_Extracted information_
········

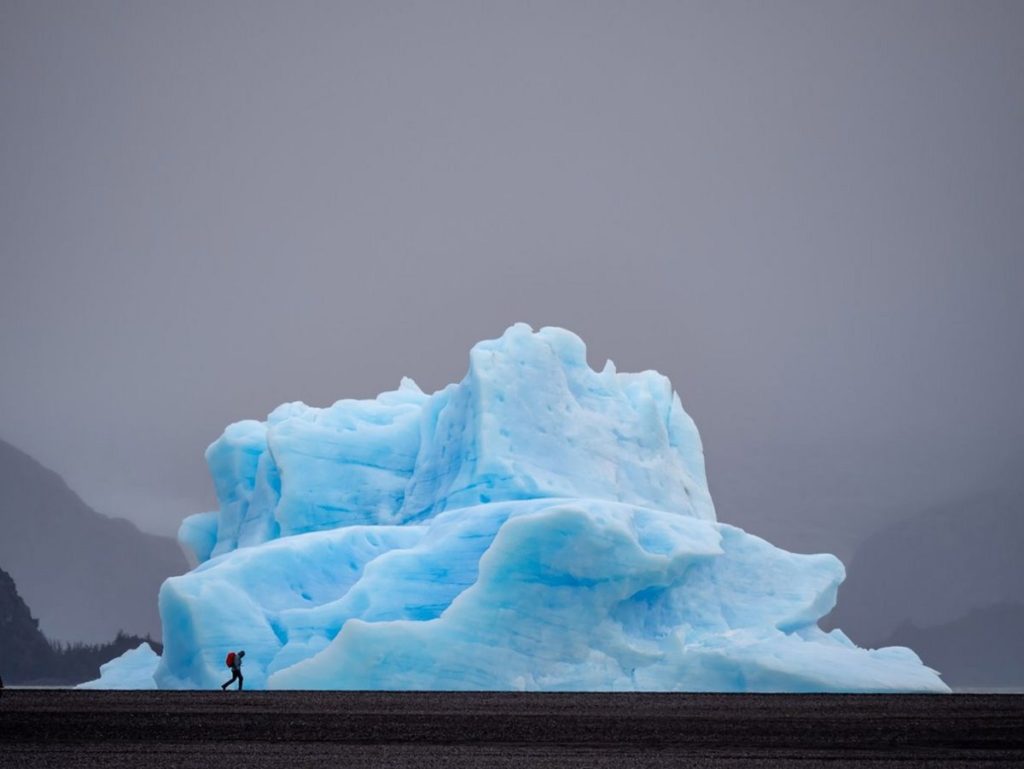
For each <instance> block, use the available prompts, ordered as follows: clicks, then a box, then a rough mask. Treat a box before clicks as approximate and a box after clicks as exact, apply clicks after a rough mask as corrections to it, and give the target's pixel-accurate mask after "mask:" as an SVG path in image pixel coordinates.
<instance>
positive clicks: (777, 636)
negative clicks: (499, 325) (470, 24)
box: [100, 324, 948, 691]
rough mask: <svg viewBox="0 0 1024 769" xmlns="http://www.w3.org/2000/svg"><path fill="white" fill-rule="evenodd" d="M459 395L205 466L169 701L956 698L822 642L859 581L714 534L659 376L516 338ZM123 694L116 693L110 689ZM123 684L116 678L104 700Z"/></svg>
mask: <svg viewBox="0 0 1024 769" xmlns="http://www.w3.org/2000/svg"><path fill="white" fill-rule="evenodd" d="M469 357H470V360H469V371H468V373H467V375H466V377H465V378H464V379H463V381H462V382H460V383H458V384H453V385H449V386H447V387H445V388H444V389H442V390H439V391H438V392H435V393H433V394H430V395H428V394H425V393H424V392H422V391H421V390H420V389H419V388H418V387H417V386H416V385H415V383H413V382H412V381H411V380H408V379H407V380H403V381H402V383H401V386H400V387H399V388H398V389H397V390H395V391H393V392H385V393H382V394H381V395H379V396H378V397H377V398H375V399H373V400H339V401H338V402H336V403H335V404H334V405H331V407H329V408H326V409H315V408H310V407H307V405H305V404H303V403H287V404H285V405H282V407H280V408H278V409H276V410H274V411H273V412H272V413H271V414H270V415H269V417H268V418H267V420H266V421H265V422H256V421H247V422H240V423H238V424H233V425H230V426H229V427H228V428H227V429H226V430H225V431H224V433H223V435H222V436H221V437H220V438H218V439H217V440H216V441H215V442H214V443H213V444H212V445H211V446H210V447H209V450H208V451H207V461H208V463H209V466H210V471H211V473H212V475H213V480H214V484H215V487H216V493H217V497H218V500H219V503H220V509H219V510H218V511H217V512H214V513H203V514H200V515H196V516H191V517H189V518H187V519H185V521H184V522H183V523H182V525H181V529H180V533H179V538H180V540H181V542H182V543H183V545H184V546H185V547H186V548H187V549H188V550H189V551H190V553H191V554H193V555H194V557H195V559H196V561H197V562H198V563H199V565H198V566H197V567H196V568H195V569H194V570H193V571H190V572H188V573H186V574H184V575H182V576H177V578H173V579H170V580H168V581H167V582H166V583H165V584H164V586H163V589H162V590H161V593H160V611H161V615H162V617H163V624H164V643H165V651H164V654H163V657H162V658H161V660H160V663H159V666H158V668H157V670H156V673H155V679H156V682H157V684H158V685H159V686H160V687H162V688H191V687H196V688H211V687H213V686H215V685H217V684H219V683H221V681H222V679H226V677H227V676H226V669H225V668H224V663H223V659H224V655H225V653H226V651H227V650H228V649H239V648H245V649H246V652H247V654H246V663H245V669H244V672H245V675H246V686H247V688H264V687H265V688H300V689H307V688H308V689H318V688H327V689H335V688H336V689H523V690H559V689H561V690H565V689H595V690H714V691H947V690H948V689H947V688H946V686H945V685H944V684H943V683H942V681H941V680H940V679H939V677H938V675H937V674H936V673H935V672H934V671H932V670H930V669H928V668H926V667H925V666H924V665H922V663H921V660H920V659H919V658H918V657H916V655H915V654H914V653H913V652H912V651H910V650H909V649H905V648H886V649H878V650H865V649H860V648H857V647H856V646H854V644H853V643H851V642H850V641H849V640H848V639H847V638H846V636H844V635H843V633H842V632H840V631H833V632H831V633H825V632H823V631H821V630H820V629H819V628H818V626H817V621H818V620H819V618H820V617H821V616H822V615H824V614H825V613H827V612H828V611H829V610H830V608H831V607H833V605H834V603H835V601H836V591H837V588H838V587H839V585H840V583H841V582H842V580H843V578H844V569H843V565H842V564H841V563H840V562H839V560H838V559H836V558H835V557H834V556H831V555H795V554H792V553H787V552H784V551H782V550H779V549H777V548H775V547H773V546H772V545H770V544H769V543H767V542H765V541H764V540H761V539H759V538H757V537H754V536H751V535H748V533H745V532H744V531H742V530H740V529H738V528H735V527H733V526H729V525H726V524H723V523H718V522H717V520H716V516H715V509H714V506H713V504H712V499H711V495H710V494H709V490H708V482H707V479H706V476H705V465H703V452H702V447H701V443H700V437H699V435H698V433H697V430H696V427H695V426H694V424H693V421H692V420H691V419H690V418H689V416H688V415H687V414H686V412H685V411H683V407H682V404H681V403H680V400H679V397H678V396H677V395H676V394H675V393H674V392H673V390H672V387H671V385H670V383H669V381H668V380H667V379H666V378H665V377H663V376H660V375H659V374H657V373H656V372H651V371H648V372H643V373H641V374H618V373H616V372H615V369H614V367H613V366H612V365H611V364H610V361H609V362H608V364H607V365H606V366H605V367H604V369H603V370H602V371H600V372H595V371H593V370H591V369H590V367H589V366H588V365H587V358H586V348H585V346H584V344H583V342H582V341H581V340H580V339H579V338H578V337H577V336H574V335H573V334H571V333H569V332H567V331H564V330H561V329H554V328H547V329H542V330H541V331H540V332H537V333H534V332H532V331H531V330H530V329H529V327H527V326H524V325H521V324H520V325H517V326H514V327H512V328H510V329H509V330H508V331H506V332H505V334H504V335H503V336H502V337H501V338H500V339H498V340H493V341H485V342H480V343H479V344H477V345H476V346H475V347H473V349H472V351H471V352H470V356H469ZM104 675H106V674H104ZM103 680H104V679H100V681H103Z"/></svg>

········

_Requirement_
Return every line of the data above that contains the string "instance", treating uppercase and lowercase letters as different.

_Task response_
For each <instance> block, use the available prompts, ordered as follows: clicks, then a box, then a rough mask. Treat a box before clicks as approximate and a box after clicks as exact, apply clicks after a rough mask as corrections to it, and give the target's pixel-accurate mask after "mask:" as an SVG path in image pixel coordinates.
<instance>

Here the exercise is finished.